> Extrait du texte:
======

Vu les autres pièces du dossier.
Vu :
- le code général de la fonction publique ;
- le décret n° 89-677 du 18 septembre 1989 ;
- le code de justice administrative.
La présidente du tribunal a désigné Mme Letort, première conseillère, pour statuer sur les demandes de référés, en application de l'article
L. 511-2 du code de justice administrative.
Les parties ont été régulièrement averties du jour de l'audience.
Au cours de l'audience publique tenue le 7 février 2024 à 10h00 en présence de Mme Aubret, greffière d'audience, ont été entendus :
- Mme Letort, qui a lu son rapport ;
- les observations de Me Bennouna, représentant M. A, absent, qui soutient en outre que l'urgence est constituée du seul fait qu'il se trouve privé de toute rémunération, que le juge administratif fait preuve d'une grande prudence dans l'appréciation des faits fondant une sanction discipline alors qu'ils ne sont ici pas établis, que l'enquête interne repose sur
26 entretiens quand 40 agents sont placés sous son autorité et que ses deux supérieurs hiérarchiques ainsi que son adjoint témoignent en sa faveur, que les propos des témoins recueillis sont très nuancés et ne permettent pas de regarder les conclusions du rapport d'enquête comme affirmatives, qu'il démontre les nombreuses difficultés rencontrées avec
M. C, ainsi que le caractère inexact de plusieurs faits retenus contre lui et que d'importantes nuances doivent être apportées dans l'appréciation des sanctions disciplinaires prononcées antérieurement à son encontre ;
- et les observations de Me Magnaval, représentant le Grand Paris Sud Est Avenir, qui fait valoir en outre que l'importance de cette affaire a justifié l'externalisation de l'enquête afin de garantir son objectivité, que le cabinet Seban et Associés effectue de nombreuses enquêtes administratives et dispose d'une cellule dédiée, dont la méthodologie est décrite par le rapport, que ce dernier écarte clairement les éléments restés vagues ou non confirmés, ce qui lui permet d'arriver à des conclusions précises et circonstanciées, retenues à l'unanimité par le conseil de discipline et qui permettent de conclure à la pratique d'un management brutal et d'une pression insoutenable mise sur ses équipes dont la révélation a constitué une véritable surprise, en contradiction avec l'appréciation des supérieurs hiérarchiques de M. A, que le requérant s'inscrit dans le déni, et que les antécédents disciplinaires du requérant sont évoqués uniquement au stade du choix de la sanction prononcée.

======

> Lignes du jeu de données:
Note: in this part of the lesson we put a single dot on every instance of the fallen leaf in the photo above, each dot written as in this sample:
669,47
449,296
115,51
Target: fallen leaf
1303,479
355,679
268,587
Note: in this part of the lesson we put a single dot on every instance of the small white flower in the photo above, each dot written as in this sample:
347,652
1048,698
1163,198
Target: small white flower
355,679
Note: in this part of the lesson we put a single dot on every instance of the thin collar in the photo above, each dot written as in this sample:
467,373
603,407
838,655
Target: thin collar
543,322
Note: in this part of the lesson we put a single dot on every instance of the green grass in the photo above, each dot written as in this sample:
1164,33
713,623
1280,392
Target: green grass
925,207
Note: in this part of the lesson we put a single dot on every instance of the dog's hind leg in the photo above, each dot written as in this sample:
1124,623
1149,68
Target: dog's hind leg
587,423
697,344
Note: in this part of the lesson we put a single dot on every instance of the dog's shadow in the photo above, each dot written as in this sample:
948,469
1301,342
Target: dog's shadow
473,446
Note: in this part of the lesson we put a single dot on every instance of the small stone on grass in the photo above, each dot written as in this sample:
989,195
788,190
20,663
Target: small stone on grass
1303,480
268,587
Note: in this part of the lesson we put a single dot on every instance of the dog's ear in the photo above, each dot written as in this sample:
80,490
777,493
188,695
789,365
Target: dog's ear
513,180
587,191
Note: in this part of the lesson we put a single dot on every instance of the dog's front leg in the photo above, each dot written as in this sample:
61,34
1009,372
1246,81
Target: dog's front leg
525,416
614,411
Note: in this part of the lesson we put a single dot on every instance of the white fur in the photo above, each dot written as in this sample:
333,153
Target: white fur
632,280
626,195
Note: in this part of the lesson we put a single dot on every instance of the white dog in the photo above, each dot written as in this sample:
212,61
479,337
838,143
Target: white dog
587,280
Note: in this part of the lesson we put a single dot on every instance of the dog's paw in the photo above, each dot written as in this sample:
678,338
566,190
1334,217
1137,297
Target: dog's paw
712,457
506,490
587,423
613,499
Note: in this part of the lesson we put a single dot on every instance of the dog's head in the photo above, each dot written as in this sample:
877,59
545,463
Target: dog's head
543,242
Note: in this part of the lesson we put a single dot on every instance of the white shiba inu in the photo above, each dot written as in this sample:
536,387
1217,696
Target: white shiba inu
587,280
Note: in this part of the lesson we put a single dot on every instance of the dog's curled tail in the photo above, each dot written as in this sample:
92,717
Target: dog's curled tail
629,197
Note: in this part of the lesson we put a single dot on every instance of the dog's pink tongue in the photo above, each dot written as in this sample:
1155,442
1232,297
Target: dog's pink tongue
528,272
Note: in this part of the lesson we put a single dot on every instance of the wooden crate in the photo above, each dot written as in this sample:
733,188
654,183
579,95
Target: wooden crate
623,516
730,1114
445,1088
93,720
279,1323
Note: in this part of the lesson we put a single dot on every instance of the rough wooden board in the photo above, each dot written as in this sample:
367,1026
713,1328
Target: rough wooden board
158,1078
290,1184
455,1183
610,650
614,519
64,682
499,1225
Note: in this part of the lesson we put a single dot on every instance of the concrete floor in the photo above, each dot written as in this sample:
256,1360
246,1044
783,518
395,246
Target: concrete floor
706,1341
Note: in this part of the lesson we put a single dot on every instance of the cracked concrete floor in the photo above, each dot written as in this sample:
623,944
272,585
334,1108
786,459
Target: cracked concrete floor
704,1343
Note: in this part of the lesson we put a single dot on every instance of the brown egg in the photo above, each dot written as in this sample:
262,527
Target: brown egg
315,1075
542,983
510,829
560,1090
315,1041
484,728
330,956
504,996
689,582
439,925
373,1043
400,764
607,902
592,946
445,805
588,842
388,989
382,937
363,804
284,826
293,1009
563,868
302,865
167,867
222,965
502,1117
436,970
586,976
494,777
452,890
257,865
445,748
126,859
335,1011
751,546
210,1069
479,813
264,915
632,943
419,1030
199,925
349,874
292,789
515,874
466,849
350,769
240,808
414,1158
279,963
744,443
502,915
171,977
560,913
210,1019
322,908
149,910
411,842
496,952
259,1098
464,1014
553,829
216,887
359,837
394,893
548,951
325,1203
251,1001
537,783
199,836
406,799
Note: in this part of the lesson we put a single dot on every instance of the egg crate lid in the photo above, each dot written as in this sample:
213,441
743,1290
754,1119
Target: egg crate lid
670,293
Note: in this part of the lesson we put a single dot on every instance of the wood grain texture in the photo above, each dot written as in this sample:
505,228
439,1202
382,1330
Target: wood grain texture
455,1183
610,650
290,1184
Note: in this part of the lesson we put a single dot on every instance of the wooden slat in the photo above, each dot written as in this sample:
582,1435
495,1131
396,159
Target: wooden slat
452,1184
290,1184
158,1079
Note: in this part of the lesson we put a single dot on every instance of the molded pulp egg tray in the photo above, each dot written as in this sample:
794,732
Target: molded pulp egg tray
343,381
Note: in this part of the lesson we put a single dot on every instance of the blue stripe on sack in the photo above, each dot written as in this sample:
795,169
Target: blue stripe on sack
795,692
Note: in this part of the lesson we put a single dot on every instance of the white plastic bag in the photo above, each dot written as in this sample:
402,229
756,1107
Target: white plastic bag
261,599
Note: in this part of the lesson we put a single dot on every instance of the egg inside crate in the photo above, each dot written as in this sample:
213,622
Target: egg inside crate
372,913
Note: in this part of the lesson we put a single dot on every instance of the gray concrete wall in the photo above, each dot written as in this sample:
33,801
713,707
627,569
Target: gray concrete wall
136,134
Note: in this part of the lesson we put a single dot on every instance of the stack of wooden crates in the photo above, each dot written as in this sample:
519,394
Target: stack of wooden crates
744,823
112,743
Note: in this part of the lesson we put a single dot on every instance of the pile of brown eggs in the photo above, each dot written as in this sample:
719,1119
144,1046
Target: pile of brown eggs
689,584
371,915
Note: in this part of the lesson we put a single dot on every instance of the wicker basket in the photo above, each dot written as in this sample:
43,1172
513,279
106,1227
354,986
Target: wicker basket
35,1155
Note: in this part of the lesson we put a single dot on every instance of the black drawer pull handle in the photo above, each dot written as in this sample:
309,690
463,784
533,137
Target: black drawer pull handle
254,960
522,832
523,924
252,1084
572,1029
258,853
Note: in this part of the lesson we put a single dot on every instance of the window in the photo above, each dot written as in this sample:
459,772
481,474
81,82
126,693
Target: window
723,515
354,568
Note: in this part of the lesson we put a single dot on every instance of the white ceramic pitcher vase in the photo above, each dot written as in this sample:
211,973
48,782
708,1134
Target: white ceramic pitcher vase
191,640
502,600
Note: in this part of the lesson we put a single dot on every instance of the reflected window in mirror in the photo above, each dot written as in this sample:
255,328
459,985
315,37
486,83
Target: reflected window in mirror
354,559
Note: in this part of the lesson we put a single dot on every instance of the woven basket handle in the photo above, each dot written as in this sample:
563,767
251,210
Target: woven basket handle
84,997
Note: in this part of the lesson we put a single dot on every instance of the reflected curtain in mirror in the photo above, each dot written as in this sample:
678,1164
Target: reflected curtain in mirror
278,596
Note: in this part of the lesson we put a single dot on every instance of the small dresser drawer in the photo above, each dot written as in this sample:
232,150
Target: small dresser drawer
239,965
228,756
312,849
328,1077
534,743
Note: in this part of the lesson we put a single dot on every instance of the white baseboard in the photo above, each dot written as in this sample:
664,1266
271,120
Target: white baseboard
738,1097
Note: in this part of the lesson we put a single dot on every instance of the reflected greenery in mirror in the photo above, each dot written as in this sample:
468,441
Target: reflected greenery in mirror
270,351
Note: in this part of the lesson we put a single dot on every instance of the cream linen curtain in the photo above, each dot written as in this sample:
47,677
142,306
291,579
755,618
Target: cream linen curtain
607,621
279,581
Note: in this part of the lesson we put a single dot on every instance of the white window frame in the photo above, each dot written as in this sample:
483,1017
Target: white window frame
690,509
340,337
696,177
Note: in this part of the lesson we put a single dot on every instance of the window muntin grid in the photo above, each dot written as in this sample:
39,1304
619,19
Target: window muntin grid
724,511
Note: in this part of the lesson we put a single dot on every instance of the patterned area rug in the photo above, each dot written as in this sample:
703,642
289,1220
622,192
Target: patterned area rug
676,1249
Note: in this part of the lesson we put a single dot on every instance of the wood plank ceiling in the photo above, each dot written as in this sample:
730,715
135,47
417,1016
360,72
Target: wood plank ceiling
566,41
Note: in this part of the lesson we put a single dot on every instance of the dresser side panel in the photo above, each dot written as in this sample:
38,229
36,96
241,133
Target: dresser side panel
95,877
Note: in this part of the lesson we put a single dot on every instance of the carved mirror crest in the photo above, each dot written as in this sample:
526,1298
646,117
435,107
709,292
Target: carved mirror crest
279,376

======

> Tâche demandée 1:
Pouvez-vous résumer en deux phrases l'extrait sur l'audience de référé ?
> Tâche demandée 2:
Donnez la suite de l'extrait sur l'audience de référé, en reprenant après sa dernière phrase.
Les entrées ne jouent ici aucun rôle.

> Résultat 1:
Lors de l'audience publique du 7 février 2024, Mme Letort, désignée pour statuer sur les demandes de référés, a lu son rapport, et Me Bennouna, représentant M. A, a soutenu que l'urgence tient au seul fait que son client est privé de toute rémunération et que les faits fondant la sanction ne sont pas établis par l'enquête interne. Me Magnaval, représentant le Grand Paris Sud Est Avenir, a fait valoir que l'enquête, externalisée auprès du cabinet Seban et Associés, aboutit à des conclusions précises, retenues à l'unanimité par le conseil de discipline, qui permettent de conclure à un management brutal, et que le requérant s'inscrit dans le déni.

> Résultat 2:
La clôture de l'instruction a été prononcée à l'issue de l'audience.
Considérant ce qui suit
:
Sur les conclusions présentées sur le fondement de l'article
L. 521-1 du code de justice administrative :
1. Aux termes de l'article
L. 521-1 du code de justice administrative : " Quand une décision administrative, même de rejet, fait l'objet d'une requête en annulation ou en réformation, le juge des référés, saisi d'une demande en ce sens, peut ordonner la suspension de l'exécution de cette décision, ou de certains de ses effets, lorsque l'urgence le justifie et qu'il est fait état d'un moyen propre à créer, en l'état de l'instruction, un doute sérieux quant à la légalité de la décision ".
2. M. A, titulaire du grade d'agent de maîtrise, exerce depuis le 1er janvier 2016 les fonctions de chef du district d'Alfortville au sein du service de la propreté urbaine de l'établissement public territorial Grand Paris Sud Est Avenir. A la suite de la présentation d'un signalement par l'un de ses agents, une enquête administrative a été diligentée à partir de décembre 2022, et le 13 juillet 2023, M. A a été suspendu de ses fonctions à titre conservatoire, à partir du 24 juillet. Le 18 octobre 2023, le conseil de discipline a émis un avis favorable à la sanction envisagée par le Grand Paris Sud Est Avenir, et par un arrêté du
20 novembre 2023, le directeur général de cet établissement public a prononcé à son encontre une sanction disciplinaire d'exclusion temporaire des fonctions d'une durée de deux ans, à compter du 24 novembre suivant. M. A demande la suspension des effets de cet arrêté.
3. Aux termes de l'article
L. 121-1 du code général de la fonction publique : " L'agent public exerce ses fonctions avec dignité, impartialité, intégrité et probité ". Selon l'article
L. 530-1 de ce code : " Toute faute commise par un fonctionnaire dans l'exercice ou à l'occasion de l'exercice de ses fonctions l'expose à une sanction disciplinaire sans préjudice, le cas échéant, des peines prévues par la loi pénale ". Enfin, l'article
L. 533-1 du même code dispose que : " Les sanctions disciplinaires pouvant être infligées aux fonctionnaires sont réparties en quatre groupes : () 3° Troisième groupe : () b) l'exclusion temporaire de fonctions pour une durée de seize jours à deux ans ".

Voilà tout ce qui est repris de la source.